L’Alan Kurdi è entrata in acque italiane. Ad annunciarlo è stata la Sea Eye. «Proprio ora siamo entrati in acque territoriali italiane per cercare riparo dal vento e dalle onde», ha fatto sapere con un tweet la ong tedesca a bordo della nave. «Nonostante la soluzione diplomatica per le restanti 88 persone salvate a bordo della Alan Kurdi, non ci è stato ancora assegnato un porto sicuro. Un altro capitolo buio per la fortezza Europa». La Alan Kurdi è in mare da sette giorni, a poche miglia dalle coste della Sicilia orientale, con a bordo un carico di 88 migranti soccorsi al largo della Libia. Secondo quanto riferito dalla ong, nelle prime ore del mattino dell’1 novembre una 20enne è stata evacuata per ragioni sanitarie dalla Guardia costiera italiana. Domenica 27 ottobre era stata evacuata anche una donna incinta. «Quando termina questo blocco?», ha chiesto Sea Eye.
Just now, we have entered Italian territorial waters to seek shelter from wind and waves.
Despite the diplomatic solution for the remaining 88 rescued people on board the #AlanKurdi, we have not yet been assigned a safe port.

==========

* COSA FARE *
Stabilisci se ciascuna affermazione concorda con il brano sull'Alan Kurdi, rispondendo sì o no e citando le parole del brano che lo decidono. (a) La nave ha a bordo 88 migranti soccorsi al largo della Libia. (b) Alla nave è già stato assegnato un porto sicuro. (c) La donna incinta è stata evacuata l'1 novembre.

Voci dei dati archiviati

==========

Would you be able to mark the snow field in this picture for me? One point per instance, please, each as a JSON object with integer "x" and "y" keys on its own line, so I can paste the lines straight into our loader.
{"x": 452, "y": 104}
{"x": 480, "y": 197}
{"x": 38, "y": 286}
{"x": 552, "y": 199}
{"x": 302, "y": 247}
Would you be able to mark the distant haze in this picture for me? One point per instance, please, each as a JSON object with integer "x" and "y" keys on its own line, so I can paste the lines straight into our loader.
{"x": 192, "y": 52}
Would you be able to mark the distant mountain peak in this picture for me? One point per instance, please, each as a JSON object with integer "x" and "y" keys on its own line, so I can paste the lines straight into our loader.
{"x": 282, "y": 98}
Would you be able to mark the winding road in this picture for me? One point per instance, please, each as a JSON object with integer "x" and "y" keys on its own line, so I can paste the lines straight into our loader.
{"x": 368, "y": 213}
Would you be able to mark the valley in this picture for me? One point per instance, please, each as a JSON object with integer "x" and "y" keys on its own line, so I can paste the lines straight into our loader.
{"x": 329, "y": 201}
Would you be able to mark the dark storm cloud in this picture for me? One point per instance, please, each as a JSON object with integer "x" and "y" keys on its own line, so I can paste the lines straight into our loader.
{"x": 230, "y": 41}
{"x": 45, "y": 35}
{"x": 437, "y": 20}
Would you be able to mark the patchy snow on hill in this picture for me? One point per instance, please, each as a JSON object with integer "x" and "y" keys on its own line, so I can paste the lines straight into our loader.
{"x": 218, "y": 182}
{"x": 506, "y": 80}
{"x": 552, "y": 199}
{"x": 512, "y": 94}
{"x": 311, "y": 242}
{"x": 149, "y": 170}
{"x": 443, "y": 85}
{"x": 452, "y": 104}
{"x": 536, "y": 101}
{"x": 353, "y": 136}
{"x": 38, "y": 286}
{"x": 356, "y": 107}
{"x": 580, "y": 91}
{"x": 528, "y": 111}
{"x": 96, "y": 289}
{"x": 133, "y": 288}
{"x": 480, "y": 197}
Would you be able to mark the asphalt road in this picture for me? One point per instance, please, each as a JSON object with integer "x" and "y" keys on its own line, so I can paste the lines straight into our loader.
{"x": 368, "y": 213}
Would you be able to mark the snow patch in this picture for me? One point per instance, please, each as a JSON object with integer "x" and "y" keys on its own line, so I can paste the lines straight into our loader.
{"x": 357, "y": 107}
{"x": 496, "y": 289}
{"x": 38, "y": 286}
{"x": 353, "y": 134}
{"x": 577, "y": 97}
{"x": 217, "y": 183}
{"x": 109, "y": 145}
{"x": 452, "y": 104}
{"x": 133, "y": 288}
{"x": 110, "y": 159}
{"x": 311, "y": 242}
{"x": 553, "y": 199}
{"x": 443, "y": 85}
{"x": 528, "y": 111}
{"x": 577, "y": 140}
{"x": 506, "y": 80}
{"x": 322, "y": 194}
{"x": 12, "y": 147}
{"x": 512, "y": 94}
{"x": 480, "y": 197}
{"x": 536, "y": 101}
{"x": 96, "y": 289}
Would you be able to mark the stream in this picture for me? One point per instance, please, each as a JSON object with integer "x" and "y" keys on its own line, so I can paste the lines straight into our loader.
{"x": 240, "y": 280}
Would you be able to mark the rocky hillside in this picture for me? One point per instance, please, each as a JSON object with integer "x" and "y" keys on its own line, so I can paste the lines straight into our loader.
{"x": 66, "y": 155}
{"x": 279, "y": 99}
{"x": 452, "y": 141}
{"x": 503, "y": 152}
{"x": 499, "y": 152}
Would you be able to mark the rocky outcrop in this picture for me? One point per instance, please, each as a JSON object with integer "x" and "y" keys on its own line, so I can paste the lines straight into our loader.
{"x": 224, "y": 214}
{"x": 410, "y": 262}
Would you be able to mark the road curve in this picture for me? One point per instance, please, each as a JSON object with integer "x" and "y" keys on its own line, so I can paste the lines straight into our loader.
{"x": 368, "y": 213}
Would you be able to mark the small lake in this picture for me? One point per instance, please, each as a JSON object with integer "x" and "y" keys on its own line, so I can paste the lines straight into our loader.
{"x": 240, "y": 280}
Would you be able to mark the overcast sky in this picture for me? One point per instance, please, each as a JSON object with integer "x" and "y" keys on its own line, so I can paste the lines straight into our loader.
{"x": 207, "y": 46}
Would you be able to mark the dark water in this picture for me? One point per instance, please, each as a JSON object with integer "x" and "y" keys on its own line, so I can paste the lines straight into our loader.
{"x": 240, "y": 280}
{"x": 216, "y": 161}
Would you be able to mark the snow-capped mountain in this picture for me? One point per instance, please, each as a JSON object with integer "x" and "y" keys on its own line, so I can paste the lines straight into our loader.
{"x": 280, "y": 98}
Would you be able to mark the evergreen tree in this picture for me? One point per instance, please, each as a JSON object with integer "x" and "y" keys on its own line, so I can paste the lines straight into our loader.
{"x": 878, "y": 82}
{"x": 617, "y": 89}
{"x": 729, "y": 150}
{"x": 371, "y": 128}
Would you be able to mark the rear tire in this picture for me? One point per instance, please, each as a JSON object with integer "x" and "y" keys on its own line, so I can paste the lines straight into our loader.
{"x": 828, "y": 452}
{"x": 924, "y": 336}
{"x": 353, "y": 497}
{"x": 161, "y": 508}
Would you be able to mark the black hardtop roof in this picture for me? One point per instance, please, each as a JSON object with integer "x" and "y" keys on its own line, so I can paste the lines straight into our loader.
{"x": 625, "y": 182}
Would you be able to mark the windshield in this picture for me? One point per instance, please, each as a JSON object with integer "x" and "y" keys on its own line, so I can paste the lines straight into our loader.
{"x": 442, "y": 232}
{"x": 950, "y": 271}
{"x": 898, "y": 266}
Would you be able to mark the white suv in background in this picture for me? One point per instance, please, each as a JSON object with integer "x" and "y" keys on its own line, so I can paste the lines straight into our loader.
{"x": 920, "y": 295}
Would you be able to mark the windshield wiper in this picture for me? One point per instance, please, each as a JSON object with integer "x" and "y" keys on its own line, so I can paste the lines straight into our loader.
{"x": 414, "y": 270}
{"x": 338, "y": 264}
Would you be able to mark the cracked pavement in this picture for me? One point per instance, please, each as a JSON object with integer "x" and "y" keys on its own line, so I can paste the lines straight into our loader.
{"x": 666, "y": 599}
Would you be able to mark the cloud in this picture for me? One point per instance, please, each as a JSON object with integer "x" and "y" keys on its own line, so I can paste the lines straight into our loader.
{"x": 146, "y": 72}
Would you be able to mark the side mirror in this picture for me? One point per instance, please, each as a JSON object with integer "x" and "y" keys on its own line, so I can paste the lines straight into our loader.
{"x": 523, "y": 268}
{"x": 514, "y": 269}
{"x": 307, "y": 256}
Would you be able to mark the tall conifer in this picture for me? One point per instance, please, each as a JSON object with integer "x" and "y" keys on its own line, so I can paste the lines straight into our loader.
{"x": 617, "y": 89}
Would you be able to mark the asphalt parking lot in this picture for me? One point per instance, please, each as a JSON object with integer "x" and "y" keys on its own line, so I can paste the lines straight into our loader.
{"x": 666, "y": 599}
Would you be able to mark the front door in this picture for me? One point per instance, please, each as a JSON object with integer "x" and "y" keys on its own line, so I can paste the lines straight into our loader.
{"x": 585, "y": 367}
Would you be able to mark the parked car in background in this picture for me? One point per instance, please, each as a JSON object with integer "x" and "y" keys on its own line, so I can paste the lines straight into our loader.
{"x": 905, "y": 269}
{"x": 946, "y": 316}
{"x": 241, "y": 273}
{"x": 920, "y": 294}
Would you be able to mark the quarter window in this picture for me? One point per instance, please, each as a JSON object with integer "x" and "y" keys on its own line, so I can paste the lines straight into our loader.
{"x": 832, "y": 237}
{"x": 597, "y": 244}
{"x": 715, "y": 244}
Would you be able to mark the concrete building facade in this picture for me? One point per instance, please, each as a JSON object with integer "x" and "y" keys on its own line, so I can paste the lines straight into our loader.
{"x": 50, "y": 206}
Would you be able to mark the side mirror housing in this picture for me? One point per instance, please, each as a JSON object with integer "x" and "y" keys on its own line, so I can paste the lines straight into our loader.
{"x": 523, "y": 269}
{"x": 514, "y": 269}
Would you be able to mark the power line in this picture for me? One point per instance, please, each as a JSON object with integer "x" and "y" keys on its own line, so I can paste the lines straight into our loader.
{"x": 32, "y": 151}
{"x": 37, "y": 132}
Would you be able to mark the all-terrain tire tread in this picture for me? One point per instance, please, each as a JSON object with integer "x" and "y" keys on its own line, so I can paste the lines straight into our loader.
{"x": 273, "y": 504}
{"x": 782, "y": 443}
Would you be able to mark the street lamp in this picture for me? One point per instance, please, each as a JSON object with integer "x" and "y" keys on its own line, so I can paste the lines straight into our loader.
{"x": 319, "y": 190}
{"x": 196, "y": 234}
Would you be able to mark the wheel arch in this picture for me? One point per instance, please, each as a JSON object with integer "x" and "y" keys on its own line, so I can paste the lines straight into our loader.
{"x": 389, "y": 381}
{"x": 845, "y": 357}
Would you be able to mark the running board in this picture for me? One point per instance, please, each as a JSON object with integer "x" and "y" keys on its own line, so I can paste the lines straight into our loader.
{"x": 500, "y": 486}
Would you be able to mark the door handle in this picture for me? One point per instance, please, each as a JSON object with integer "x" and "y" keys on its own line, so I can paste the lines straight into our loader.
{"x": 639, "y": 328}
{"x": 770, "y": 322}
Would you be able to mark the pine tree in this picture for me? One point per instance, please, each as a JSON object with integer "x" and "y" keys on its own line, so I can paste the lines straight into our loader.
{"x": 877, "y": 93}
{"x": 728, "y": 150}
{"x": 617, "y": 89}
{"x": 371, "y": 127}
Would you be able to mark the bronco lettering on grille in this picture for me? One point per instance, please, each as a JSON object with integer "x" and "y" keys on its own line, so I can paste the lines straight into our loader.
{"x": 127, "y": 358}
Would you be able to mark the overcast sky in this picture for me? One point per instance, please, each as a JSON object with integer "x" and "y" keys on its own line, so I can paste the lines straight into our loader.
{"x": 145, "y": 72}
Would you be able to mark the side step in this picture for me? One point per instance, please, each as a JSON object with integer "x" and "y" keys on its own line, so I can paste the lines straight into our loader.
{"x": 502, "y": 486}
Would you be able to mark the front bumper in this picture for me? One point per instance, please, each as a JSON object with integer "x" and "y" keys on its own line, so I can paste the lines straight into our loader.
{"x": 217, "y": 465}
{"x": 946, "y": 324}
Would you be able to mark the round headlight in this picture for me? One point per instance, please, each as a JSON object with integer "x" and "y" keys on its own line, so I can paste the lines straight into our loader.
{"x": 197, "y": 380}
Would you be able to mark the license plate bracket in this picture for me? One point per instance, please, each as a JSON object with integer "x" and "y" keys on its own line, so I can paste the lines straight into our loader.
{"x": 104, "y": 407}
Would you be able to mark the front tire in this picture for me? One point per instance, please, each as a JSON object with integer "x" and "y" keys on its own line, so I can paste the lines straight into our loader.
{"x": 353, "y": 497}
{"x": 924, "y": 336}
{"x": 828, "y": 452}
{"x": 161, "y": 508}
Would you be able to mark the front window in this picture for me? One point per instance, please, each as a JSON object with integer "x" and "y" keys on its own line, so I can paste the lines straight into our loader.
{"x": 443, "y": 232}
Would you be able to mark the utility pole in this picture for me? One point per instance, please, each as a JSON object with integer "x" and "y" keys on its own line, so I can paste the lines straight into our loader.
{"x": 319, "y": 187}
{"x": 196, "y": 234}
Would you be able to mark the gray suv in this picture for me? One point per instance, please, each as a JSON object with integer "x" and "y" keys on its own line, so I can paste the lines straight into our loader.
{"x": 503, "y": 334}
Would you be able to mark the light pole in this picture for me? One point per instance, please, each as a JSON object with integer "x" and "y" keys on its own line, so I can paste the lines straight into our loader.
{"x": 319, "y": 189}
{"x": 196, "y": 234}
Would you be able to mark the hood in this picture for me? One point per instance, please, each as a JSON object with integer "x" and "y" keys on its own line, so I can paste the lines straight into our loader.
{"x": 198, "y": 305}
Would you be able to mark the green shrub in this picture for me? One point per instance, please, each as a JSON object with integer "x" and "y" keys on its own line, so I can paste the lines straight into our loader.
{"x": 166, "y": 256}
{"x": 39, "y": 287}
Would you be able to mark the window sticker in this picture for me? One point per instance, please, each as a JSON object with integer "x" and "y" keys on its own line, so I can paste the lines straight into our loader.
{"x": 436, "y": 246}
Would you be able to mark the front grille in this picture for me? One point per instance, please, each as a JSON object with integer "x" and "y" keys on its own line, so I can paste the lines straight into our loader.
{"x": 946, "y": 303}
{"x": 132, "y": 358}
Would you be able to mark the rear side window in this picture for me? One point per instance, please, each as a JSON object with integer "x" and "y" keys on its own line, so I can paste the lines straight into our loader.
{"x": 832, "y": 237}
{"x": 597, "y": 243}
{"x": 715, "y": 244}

==========

* RISULTATO OTTENUTO *
(a) Sì: «con a bordo un carico di 88 migranti soccorsi al largo della Libia».
(b) No: «non ci è stato ancora assegnato un porto sicuro».
(c) No: «Domenica 27 ottobre era stata evacuata anche una donna incinta».